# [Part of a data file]

:::::

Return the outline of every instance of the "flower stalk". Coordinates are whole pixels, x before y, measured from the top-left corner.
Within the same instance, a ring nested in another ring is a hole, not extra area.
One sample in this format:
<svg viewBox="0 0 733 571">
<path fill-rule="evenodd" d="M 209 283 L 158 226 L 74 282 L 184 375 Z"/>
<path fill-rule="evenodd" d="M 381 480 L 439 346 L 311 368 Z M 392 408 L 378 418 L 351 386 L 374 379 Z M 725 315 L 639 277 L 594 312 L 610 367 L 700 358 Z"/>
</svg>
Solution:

:::::

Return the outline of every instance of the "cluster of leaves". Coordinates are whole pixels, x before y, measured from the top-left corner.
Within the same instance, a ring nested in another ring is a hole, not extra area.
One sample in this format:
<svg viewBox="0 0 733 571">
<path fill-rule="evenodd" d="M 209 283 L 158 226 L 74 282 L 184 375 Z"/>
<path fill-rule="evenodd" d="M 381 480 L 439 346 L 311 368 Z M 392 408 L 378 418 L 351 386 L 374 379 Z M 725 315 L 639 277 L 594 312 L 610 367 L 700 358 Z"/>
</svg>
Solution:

:::::

# [Aim of the exercise]
How many lines in the entries above contain the word "Return"? State only the number.

# [Response to the task]
2